begin

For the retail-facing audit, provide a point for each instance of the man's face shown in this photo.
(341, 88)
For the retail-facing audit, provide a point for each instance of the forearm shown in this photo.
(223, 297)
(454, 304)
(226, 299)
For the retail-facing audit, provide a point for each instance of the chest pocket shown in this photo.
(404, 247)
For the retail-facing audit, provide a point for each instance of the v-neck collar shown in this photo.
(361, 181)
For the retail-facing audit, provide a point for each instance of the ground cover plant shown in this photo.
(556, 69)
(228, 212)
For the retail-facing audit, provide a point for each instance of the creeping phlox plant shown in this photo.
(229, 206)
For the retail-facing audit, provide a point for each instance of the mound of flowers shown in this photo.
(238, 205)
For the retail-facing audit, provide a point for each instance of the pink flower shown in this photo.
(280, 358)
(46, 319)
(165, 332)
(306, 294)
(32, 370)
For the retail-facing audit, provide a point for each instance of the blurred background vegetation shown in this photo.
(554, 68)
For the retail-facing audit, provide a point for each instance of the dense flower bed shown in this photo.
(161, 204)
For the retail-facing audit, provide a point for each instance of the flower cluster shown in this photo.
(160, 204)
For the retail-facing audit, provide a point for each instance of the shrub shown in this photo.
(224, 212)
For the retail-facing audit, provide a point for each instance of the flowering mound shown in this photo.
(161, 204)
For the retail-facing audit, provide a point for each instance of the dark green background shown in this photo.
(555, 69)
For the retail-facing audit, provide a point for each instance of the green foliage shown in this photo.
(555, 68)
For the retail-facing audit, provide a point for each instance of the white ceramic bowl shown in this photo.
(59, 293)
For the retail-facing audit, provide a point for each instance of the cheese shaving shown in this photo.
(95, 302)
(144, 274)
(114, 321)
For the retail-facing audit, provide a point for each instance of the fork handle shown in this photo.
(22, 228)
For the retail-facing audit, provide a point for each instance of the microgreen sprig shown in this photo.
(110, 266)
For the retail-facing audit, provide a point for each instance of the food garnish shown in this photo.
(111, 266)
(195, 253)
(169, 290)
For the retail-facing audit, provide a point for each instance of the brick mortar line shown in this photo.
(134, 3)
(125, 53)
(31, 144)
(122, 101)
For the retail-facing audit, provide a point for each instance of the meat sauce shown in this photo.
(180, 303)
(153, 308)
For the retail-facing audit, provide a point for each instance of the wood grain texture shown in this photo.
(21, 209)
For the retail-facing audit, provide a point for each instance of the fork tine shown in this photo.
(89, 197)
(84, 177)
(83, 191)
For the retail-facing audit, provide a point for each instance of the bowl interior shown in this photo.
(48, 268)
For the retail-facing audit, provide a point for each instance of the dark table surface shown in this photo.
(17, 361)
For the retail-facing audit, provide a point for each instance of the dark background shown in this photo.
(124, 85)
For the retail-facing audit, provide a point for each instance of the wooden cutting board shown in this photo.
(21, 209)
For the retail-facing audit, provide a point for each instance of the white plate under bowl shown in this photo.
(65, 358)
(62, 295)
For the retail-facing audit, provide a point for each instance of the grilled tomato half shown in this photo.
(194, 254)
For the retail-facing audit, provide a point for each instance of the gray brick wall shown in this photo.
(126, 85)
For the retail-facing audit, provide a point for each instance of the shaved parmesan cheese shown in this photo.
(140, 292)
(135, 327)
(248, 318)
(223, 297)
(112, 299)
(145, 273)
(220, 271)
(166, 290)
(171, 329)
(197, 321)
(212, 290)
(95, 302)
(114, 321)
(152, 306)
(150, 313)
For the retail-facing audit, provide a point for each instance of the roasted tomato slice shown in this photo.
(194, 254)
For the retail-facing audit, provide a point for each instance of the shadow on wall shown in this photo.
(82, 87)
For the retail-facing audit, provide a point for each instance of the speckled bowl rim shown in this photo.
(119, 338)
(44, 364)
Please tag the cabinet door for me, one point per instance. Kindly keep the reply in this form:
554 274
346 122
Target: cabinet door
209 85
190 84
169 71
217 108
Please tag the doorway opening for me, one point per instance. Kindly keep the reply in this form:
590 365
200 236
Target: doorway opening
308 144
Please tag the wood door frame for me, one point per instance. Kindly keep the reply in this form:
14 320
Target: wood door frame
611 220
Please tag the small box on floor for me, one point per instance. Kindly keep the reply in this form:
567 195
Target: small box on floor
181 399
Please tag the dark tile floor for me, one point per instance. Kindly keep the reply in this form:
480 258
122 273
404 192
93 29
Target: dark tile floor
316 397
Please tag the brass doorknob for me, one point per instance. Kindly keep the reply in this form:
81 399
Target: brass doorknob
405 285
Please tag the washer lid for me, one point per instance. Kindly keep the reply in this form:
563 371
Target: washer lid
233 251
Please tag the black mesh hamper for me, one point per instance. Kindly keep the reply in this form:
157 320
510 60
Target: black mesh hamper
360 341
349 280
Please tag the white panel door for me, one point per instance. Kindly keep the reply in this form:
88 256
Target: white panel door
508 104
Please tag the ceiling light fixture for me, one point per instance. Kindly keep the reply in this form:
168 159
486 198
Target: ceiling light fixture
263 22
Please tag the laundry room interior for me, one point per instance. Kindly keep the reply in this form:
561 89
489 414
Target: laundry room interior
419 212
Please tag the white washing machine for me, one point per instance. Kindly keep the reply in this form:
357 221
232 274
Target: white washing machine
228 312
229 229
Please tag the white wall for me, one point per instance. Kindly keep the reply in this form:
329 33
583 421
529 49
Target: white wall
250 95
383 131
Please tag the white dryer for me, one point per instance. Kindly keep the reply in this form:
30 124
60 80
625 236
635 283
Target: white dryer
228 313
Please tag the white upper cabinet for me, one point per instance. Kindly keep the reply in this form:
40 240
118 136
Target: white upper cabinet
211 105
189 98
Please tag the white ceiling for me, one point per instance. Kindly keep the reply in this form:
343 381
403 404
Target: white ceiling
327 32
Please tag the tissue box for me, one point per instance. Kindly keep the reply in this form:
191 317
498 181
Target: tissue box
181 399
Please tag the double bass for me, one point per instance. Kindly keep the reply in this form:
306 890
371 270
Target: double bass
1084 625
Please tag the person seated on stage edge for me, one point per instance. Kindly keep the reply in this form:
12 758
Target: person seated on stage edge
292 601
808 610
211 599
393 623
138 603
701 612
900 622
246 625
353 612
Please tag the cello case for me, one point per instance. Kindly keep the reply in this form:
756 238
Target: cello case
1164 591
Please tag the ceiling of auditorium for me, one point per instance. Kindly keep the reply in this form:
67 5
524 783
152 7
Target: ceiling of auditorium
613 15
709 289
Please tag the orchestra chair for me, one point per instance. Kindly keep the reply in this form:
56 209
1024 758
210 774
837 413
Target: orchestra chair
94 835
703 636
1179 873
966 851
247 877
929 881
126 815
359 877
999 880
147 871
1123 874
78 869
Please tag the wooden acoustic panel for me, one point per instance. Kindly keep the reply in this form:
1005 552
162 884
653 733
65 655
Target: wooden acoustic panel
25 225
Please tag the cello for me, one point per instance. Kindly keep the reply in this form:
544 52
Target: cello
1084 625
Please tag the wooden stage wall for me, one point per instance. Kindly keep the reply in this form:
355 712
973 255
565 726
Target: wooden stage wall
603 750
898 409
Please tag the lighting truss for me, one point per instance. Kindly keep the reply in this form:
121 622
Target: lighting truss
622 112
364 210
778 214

end

* _Exercise objective_
Transcribe all lines as written.

* _Result_
For the retail-facing audit, provide a point for each instance of the man's face shown in this photo.
(341, 88)
For the retail-facing audit, provide a point for each instance of the forearm shown in this photo.
(223, 297)
(454, 304)
(226, 299)
For the retail-facing audit, provide a point for each instance of the chest pocket shown in this photo.
(404, 247)
For the retail-facing audit, provide a point for each instance of the v-neck collar shown in this photo.
(361, 181)
For the retail-facing audit, provide a point for each instance of the ground cover plant shown in this photo.
(556, 69)
(228, 212)
For the retail-facing audit, provide a point for each instance of the creeping phlox plant shown in this photo.
(229, 206)
For the retail-facing audit, provide a point for each instance of the mound of flowers shown in this photo.
(238, 205)
For the retail-facing audit, provide a point for each instance of the pink flower shown in this photo.
(280, 358)
(46, 319)
(165, 332)
(306, 294)
(32, 370)
For the retail-facing audit, provide a point for each instance of the blurred background vegetation shown in this photo.
(554, 68)
For the retail-facing audit, provide a point for each instance of the dense flower bed shown in this photo.
(161, 204)
For the retail-facing audit, provide a point for each instance of the flower cluster shown in this photo.
(160, 204)
For the retail-facing audit, provide a point for each instance of the shrub shown in this photo.
(224, 212)
For the retail-facing audit, provide a point for each instance of the flowering mound shown in this photo.
(161, 204)
For the retail-facing audit, provide a point for each instance of the dark green background shown in this photo.
(555, 69)
For the retail-facing audit, provide a point for each instance of the green foliage shown in this photo.
(555, 68)
For the retail-facing audit, provide a point for each instance of the white ceramic bowl shown in this photo.
(59, 293)
For the retail-facing audit, provide a point for each instance of the cheese shaving shown in this photo.
(95, 302)
(144, 274)
(114, 321)
For the retail-facing audit, provide a point for each instance of the fork handle shown in this photo.
(22, 228)
For the retail-facing audit, provide a point for each instance of the microgreen sprig shown in this photo.
(110, 266)
For the retail-facing audit, provide a point for each instance of the food garnish shown in this photo.
(111, 266)
(195, 253)
(169, 290)
For the retail-facing audit, provide a point for each instance of the brick mortar line shown in this photo.
(134, 3)
(125, 53)
(31, 144)
(122, 101)
For the retail-facing audit, provide a point for each instance of the meat sauce shown in this photo.
(180, 303)
(153, 308)
For the retail-facing audit, provide a point for each instance of the wood grain texture shown in this photo.
(21, 209)
For the retail-facing audit, provide a point for each instance of the fork tine shown in this photo.
(89, 197)
(84, 177)
(83, 191)
For the retail-facing audit, provide a point for each instance of the bowl interior shown in this photo.
(48, 268)
For the retail-facing audit, provide a point for each instance of the dark table surface shown in this photo.
(17, 361)
For the retail-facing audit, provide a point for each instance of the dark background shown in this photo.
(124, 85)
For the retail-facing audit, provide a point for each instance of the wooden cutting board shown in this photo.
(21, 209)
For the retail-facing audit, provide a point for each instance of the white plate under bowl shown in this photo.
(65, 358)
(62, 295)
For the retail-facing audit, provide a point for each instance of the grilled tomato half shown in this photo.
(194, 254)
For the retail-facing audit, provide a point for each instance of the gray brick wall shown in this photo.
(126, 85)
For the retail-facing audit, provide a point for each instance of the shaved parmesan cheese shown in this photo.
(140, 292)
(135, 327)
(248, 318)
(223, 297)
(112, 299)
(145, 273)
(220, 271)
(166, 290)
(171, 329)
(197, 321)
(212, 290)
(95, 302)
(114, 321)
(152, 306)
(150, 313)
For the retail-facing audit, provide a point for each instance of the roasted tomato slice shown in this photo.
(194, 254)
For the retail-facing audit, provide a point for each instance of the shadow on wall shown in this photo.
(82, 87)
For the retail-facing audit, provide a point for each instance of the speckled bowl rim shown in this photo.
(119, 338)
(44, 364)
Please tag the cabinet door for me, one point per instance. Kindly keep the reply in this form:
554 274
346 122
Target: cabinet door
209 85
190 84
169 71
217 108
Please tag the doorway opening for me, one point per instance. Kindly keep the reply in this form:
590 365
200 236
Target: doorway opening
308 144
Please tag the wood door frame for me, one point per instance. Kindly keep the reply in this form:
14 320
Target: wood door frame
611 220
Please tag the small box on floor for me, one point per instance. Kindly keep the reply in this form:
567 195
Target: small box on floor
181 399
Please tag the dark tile floor for me, one point per instance. Kindly keep the reply in this form:
480 258
122 273
404 192
93 29
Target: dark tile floor
316 397
Please tag the brass doorknob for me, one point per instance. Kindly keep the reply in this form:
81 399
Target: brass doorknob
405 285
Please tag the washer lid for me, one point per instance. Kindly keep the reply in this form:
563 371
Target: washer lid
233 251
Please tag the black mesh hamper for me, one point per instance. Kindly keep the reply in this form:
157 320
510 60
Target: black mesh hamper
360 341
349 280
Please tag the white panel door for me, one point per instance. Kindly keep the reply in this form:
88 256
Target: white panel door
508 104
Please tag the ceiling light fixture for me, one point per instance. Kindly keep the reply in this form:
168 159
486 198
Target: ceiling light fixture
263 22
Please tag the laundry room interior for me, one point per instance. Kindly keep the reply in this form:
561 89
489 414
Target: laundry room interior
419 212
Please tag the white washing machine for me, one point per instance. Kindly keep the reply in this form:
357 221
232 274
Target: white washing machine
228 312
229 229
Please tag the white wall for me, one point per instance. Kindly keep the reply in this form:
329 33
583 421
529 49
Target: white wall
250 95
383 131
Please tag the white dryer for me, one point per instance. Kindly keep the reply in this form:
30 124
60 80
625 236
635 283
Target: white dryer
228 313
Please tag the white upper cabinet for me, one point per instance. Kindly keep the reply in this form:
40 240
118 136
Target: white upper cabinet
211 105
189 98
Please tag the white ceiling for me, one point per instance. Kindly keep the reply in this form:
343 381
403 404
Target: white ceiling
327 32
Please tag the tissue box for me, one point per instance. Kindly keep the reply in this form:
191 317
498 181
Target: tissue box
181 399
Please tag the double bass for me, one point per instance. Kindly keep the reply in this form:
306 890
371 270
Target: double bass
1084 625
Please tag the person seated on stage edge for me, one point per instance. Kindly keep the reply in this form:
12 758
Target: person seated on stage edge
292 601
808 610
211 599
393 623
138 603
701 612
900 622
246 625
353 612
Please tag the cello case for me, one point per instance. Kindly keep the reply in this form:
756 238
Target: cello case
1164 591
Please tag the ceiling of auditorium for me, one point per instance. Kindly keep the reply in this form:
67 5
524 783
152 7
Target: ceiling of auditorium
613 15
709 289
Please tag the orchestra chair for me, one point per instance. Kindly keep the reply in this form:
56 209
1024 758
210 774
837 413
Target: orchestra chair
94 835
703 636
1179 873
966 851
247 877
929 881
126 815
359 877
999 880
147 871
1123 874
78 869
Please tag the wooden acoustic panel for me, one point per instance. Kindly keep the reply in this form:
1005 552
162 884
653 733
65 655
Target: wooden acoustic panel
25 225
Please tag the cello for me, one point per instance. Kindly keep the reply in this form:
544 52
Target: cello
1084 625
Please tag the wooden stage wall for me, one point per instance. Kindly keep the reply in this form:
355 712
973 255
565 726
Target: wooden stage wall
603 750
898 409
Please tag the lighting truss for me, one point per instance. Kindly keep the reply in this form:
121 622
Target: lighting truss
622 112
364 210
778 214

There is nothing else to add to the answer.